Dataset entries =
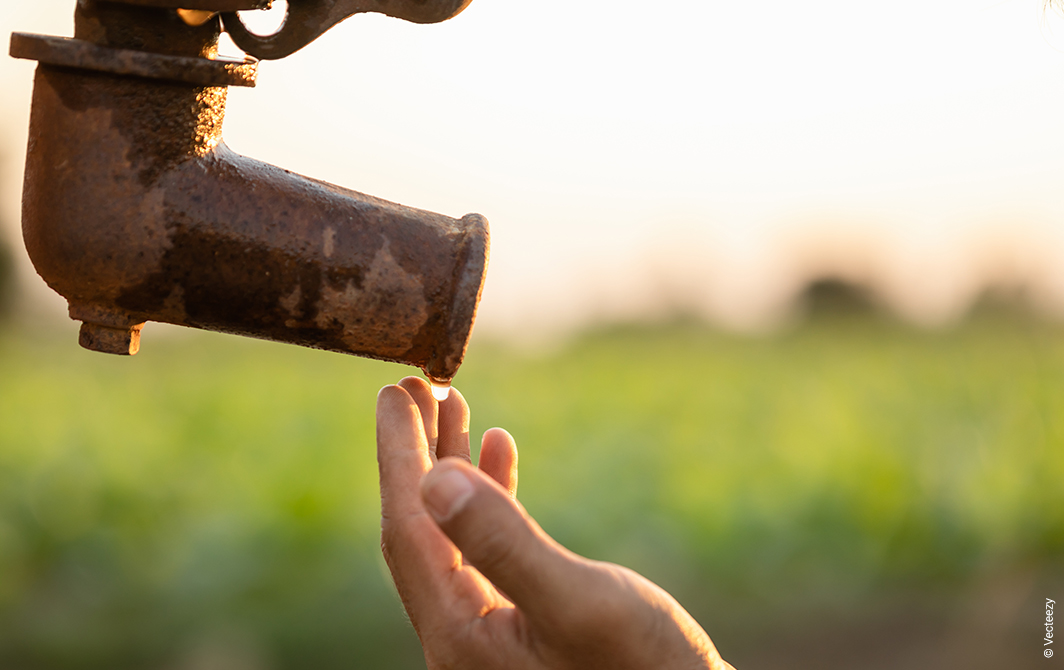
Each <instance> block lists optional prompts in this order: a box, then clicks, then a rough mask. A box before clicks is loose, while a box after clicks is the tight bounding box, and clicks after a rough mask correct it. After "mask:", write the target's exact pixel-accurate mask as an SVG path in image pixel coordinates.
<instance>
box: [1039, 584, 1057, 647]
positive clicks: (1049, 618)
mask: <svg viewBox="0 0 1064 670" xmlns="http://www.w3.org/2000/svg"><path fill="white" fill-rule="evenodd" d="M1055 605H1057V601H1055V600H1050V599H1048V598H1047V599H1046V637H1045V643H1044V644H1043V647H1045V648H1046V649H1045V651H1043V652H1042V655H1043V656H1045V657H1046V658H1052V657H1053V648H1052V644H1053V607H1054V606H1055Z"/></svg>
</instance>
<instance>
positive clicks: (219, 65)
mask: <svg viewBox="0 0 1064 670" xmlns="http://www.w3.org/2000/svg"><path fill="white" fill-rule="evenodd" d="M11 55H13V56H15V57H16V58H28V60H31V61H37V62H39V63H47V64H48V65H59V66H63V67H77V68H83V69H86V70H97V71H99V72H113V73H115V74H132V76H136V77H146V78H148V79H168V80H171V81H176V82H186V83H189V84H197V85H199V86H254V85H255V76H256V73H257V70H259V62H257V61H255V60H254V58H248V60H244V61H227V60H220V58H200V57H193V56H176V55H163V54H159V53H148V52H145V51H134V50H132V49H115V48H112V47H100V46H98V45H95V44H93V43H90V41H84V40H82V39H71V38H68V37H52V36H49V35H31V34H27V33H13V34H12V36H11Z"/></svg>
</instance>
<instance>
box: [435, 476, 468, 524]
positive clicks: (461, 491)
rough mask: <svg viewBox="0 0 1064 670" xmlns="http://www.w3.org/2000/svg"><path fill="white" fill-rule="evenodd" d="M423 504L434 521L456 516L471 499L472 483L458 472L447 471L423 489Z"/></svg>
mask: <svg viewBox="0 0 1064 670" xmlns="http://www.w3.org/2000/svg"><path fill="white" fill-rule="evenodd" d="M423 497H425V504H426V506H427V507H428V508H429V514H431V515H432V516H433V518H434V519H435V520H436V521H446V520H448V519H450V518H451V517H453V516H454V515H456V514H458V513H459V512H461V510H462V507H464V506H465V504H466V502H468V500H469V499H470V498H472V483H471V482H470V481H469V480H468V478H466V475H464V474H462V472H460V471H458V470H448V471H447V472H444V473H443V474H440V475H439V476H436V478H433V480H432V481H431V482H430V483H429V486H428V487H427V488H426V489H425V493H423Z"/></svg>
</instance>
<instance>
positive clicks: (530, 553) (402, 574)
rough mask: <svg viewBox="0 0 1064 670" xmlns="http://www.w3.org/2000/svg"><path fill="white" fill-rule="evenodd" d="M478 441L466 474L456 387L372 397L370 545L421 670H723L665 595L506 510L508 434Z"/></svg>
mask: <svg viewBox="0 0 1064 670" xmlns="http://www.w3.org/2000/svg"><path fill="white" fill-rule="evenodd" d="M481 443H482V447H481V457H480V464H479V467H473V466H472V464H471V462H470V457H469V407H468V405H467V404H466V402H465V399H463V398H462V395H461V393H460V392H459V391H458V390H455V389H451V393H450V396H449V397H448V399H447V400H445V401H443V402H440V403H437V402H436V401H435V400H434V399H433V398H432V393H431V389H430V387H429V385H428V384H427V383H426V382H425V381H422V380H420V379H418V378H406V379H404V380H402V381H401V382H399V384H398V385H395V386H385V387H384V388H382V389H381V391H380V395H379V396H378V400H377V456H378V462H379V465H380V473H381V547H382V549H383V551H384V557H385V559H386V560H387V564H388V568H389V569H390V570H392V576H393V579H394V580H395V584H396V588H397V589H398V591H399V596H400V598H402V602H403V605H404V606H405V608H406V613H408V614H409V615H410V620H411V622H412V623H413V624H414V629H415V630H416V631H417V635H418V637H419V638H420V640H421V646H422V648H423V649H425V658H426V663H427V665H428V667H429V669H430V670H464V669H469V670H473V669H476V670H494V669H499V670H503V669H505V670H536V669H541V668H543V669H546V668H550V669H552V670H568V669H570V668H571V669H573V670H576V669H578V668H579V669H581V670H592V669H598V668H602V669H606V668H609V669H610V670H624V669H631V670H636V669H639V670H642V669H654V670H694V669H704V668H710V669H712V670H725V669H732V667H731V666H730V665H728V664H727V663H725V661H724V660H721V658H720V655H719V654H718V653H717V651H716V649H715V648H714V646H713V642H712V641H711V640H710V637H709V636H708V635H706V634H705V632H704V631H703V630H702V629H701V626H699V625H698V623H697V622H696V621H695V620H694V619H693V618H692V617H691V615H688V614H687V613H686V612H685V610H684V609H683V607H681V606H680V604H679V603H678V602H677V601H676V600H675V599H674V598H672V597H671V596H669V594H668V593H666V592H665V591H664V590H662V589H661V588H660V587H658V586H656V585H654V584H653V583H651V582H650V581H648V580H647V579H645V577H643V576H641V575H638V574H636V573H635V572H633V571H631V570H628V569H627V568H622V567H620V566H616V565H612V564H606V563H598V562H594V560H588V559H586V558H583V557H581V556H578V555H576V554H573V553H572V552H570V551H568V550H566V549H565V548H564V547H562V546H561V545H559V543H558V542H555V541H554V540H553V539H551V538H550V537H549V536H548V535H547V534H546V533H545V532H544V531H543V529H541V527H539V525H538V524H537V523H536V522H535V521H534V520H533V519H532V518H531V517H530V516H529V515H528V514H527V513H526V512H525V509H523V507H521V505H520V503H518V502H517V500H516V492H517V446H516V443H515V442H514V439H513V437H511V436H510V434H509V433H506V432H505V431H503V430H502V429H492V430H489V431H487V432H486V433H484V437H483V440H482V442H481ZM732 670H734V669H732Z"/></svg>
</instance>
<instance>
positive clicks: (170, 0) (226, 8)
mask: <svg viewBox="0 0 1064 670" xmlns="http://www.w3.org/2000/svg"><path fill="white" fill-rule="evenodd" d="M115 1H116V2H119V3H121V4H138V5H140V6H146V7H166V9H170V10H209V11H212V12H239V11H242V10H268V9H269V7H270V5H271V4H272V0H115Z"/></svg>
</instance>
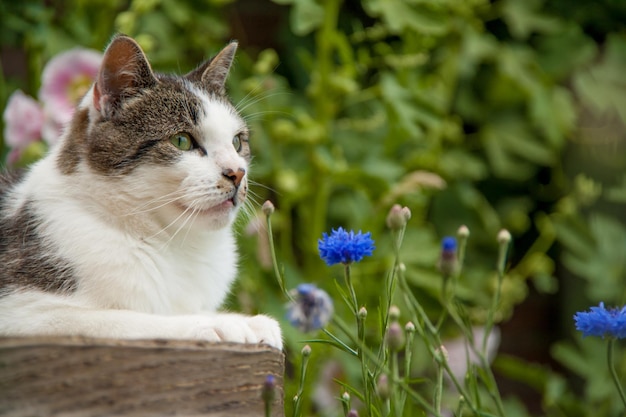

To do = Find every line in the data above that contains the word "positive", and copy each of those lines in full.

Completed exercise =
positive clicks: (1049, 618)
positive clicks: (219, 65)
positive clicks: (461, 491)
positive clicks: (530, 553) (402, 574)
positive clicks: (170, 0) (226, 8)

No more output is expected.